** Recorded data **
=== Section Start ===

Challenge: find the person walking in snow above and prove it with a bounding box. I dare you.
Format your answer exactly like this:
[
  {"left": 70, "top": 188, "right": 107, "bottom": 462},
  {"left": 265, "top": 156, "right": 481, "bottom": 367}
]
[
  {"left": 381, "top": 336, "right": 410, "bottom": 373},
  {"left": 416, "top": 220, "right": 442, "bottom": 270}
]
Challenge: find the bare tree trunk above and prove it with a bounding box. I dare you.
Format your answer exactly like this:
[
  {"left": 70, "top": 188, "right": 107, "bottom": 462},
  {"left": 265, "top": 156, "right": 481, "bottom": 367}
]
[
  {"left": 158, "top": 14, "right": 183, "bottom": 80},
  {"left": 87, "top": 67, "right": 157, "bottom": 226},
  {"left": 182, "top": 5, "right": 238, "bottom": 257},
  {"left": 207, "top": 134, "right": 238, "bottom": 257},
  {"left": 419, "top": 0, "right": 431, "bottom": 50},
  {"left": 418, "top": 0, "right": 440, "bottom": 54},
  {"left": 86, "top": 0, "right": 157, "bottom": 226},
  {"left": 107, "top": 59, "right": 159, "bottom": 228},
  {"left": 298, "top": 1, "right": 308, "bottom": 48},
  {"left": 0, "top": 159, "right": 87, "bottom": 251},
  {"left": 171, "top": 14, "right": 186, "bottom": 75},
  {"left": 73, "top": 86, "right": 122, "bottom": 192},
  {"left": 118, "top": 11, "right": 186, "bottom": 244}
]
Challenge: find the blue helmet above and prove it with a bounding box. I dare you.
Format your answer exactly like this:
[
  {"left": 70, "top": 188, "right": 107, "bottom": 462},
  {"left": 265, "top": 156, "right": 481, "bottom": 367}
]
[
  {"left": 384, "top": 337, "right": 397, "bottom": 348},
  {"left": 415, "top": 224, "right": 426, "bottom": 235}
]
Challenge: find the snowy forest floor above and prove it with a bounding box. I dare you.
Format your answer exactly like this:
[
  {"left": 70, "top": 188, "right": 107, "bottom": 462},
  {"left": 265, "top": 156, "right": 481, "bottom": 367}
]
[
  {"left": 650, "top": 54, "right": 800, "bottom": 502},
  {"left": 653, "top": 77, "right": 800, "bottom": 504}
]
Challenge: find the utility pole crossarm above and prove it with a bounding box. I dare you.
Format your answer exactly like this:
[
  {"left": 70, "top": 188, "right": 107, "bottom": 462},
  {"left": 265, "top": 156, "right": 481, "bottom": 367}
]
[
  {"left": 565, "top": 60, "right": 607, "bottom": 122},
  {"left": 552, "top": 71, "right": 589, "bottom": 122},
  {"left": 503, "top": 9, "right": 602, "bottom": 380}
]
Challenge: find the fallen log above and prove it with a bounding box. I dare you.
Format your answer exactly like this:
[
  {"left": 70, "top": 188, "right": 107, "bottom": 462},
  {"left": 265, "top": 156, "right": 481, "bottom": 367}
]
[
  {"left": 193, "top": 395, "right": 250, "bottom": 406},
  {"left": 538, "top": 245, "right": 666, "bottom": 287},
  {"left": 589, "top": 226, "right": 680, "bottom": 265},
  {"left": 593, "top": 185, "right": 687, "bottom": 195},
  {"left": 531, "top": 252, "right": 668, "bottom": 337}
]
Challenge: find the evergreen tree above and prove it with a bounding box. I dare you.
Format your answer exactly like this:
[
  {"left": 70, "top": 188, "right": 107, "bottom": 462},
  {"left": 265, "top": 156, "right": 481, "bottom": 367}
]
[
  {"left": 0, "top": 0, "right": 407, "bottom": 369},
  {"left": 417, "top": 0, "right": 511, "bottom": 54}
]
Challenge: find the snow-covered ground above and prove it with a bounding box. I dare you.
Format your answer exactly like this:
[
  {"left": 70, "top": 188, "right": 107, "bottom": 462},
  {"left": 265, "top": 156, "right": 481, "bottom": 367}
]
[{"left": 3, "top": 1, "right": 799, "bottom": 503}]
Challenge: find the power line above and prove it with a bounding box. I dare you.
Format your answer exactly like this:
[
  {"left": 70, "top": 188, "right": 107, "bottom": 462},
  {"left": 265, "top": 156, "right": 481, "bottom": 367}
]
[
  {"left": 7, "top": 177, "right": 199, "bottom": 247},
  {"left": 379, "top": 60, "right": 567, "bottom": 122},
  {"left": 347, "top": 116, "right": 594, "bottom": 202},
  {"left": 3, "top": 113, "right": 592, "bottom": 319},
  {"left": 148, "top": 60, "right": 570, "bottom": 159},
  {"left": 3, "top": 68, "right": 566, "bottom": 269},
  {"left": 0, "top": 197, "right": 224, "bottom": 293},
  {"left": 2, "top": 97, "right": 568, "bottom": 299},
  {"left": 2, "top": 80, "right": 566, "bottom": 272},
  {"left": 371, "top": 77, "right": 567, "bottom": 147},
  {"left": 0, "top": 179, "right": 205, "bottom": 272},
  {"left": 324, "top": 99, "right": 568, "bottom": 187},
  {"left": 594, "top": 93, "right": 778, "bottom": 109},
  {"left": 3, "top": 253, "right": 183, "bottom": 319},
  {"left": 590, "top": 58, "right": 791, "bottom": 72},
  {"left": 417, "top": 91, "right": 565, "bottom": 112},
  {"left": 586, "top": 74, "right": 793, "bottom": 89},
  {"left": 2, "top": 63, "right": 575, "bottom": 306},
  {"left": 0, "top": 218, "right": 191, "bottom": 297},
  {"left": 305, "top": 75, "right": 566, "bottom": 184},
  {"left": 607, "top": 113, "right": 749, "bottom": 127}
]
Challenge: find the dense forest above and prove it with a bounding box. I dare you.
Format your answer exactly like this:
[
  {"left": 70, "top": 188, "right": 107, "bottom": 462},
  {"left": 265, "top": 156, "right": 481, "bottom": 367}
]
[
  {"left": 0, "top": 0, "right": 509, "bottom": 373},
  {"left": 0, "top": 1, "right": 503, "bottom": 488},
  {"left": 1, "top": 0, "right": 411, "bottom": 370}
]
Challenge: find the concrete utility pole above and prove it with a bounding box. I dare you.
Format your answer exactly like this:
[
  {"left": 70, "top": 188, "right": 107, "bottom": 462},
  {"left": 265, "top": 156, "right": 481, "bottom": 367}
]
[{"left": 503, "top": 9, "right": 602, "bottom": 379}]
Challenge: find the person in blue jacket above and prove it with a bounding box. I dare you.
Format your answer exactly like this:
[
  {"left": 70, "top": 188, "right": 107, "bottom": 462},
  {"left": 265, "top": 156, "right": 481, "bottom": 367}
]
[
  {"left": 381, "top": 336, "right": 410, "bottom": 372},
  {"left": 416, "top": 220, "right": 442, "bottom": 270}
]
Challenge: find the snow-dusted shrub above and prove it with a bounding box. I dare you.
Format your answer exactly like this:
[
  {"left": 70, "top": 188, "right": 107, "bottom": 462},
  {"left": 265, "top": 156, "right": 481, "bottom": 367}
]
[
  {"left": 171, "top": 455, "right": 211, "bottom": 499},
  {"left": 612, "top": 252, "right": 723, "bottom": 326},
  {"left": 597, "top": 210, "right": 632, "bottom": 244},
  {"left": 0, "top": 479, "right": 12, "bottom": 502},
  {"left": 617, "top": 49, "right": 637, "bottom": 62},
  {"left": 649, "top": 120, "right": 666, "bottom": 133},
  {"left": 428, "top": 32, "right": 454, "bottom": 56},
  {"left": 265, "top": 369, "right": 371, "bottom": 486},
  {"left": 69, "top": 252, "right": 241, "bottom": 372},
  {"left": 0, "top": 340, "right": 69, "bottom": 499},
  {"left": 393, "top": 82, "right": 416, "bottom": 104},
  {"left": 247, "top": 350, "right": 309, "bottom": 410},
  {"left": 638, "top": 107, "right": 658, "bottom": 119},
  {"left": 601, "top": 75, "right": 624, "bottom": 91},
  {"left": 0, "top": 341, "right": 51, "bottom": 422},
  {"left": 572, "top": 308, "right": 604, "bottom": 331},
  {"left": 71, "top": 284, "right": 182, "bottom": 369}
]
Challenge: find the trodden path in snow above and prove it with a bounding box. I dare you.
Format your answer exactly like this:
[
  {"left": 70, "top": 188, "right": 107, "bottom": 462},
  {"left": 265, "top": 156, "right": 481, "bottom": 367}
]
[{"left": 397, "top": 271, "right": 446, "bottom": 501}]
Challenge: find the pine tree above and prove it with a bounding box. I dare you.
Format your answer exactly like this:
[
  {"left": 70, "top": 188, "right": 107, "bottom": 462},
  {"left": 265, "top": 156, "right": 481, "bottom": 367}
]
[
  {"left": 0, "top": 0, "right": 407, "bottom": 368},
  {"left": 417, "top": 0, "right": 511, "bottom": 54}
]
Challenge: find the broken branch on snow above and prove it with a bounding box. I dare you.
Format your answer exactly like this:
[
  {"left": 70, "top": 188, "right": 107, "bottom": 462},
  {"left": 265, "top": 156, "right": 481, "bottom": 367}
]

=== Section End ===

** Task directions **
Search the records above for the string "forest" and copy each line that holds it.

** Solution for this task **
Challenge: find the snowy forest floor above and prove it with a bounding box. I dare you.
Challenge: find the dense forest above and prove it with a bounding box. I dare you.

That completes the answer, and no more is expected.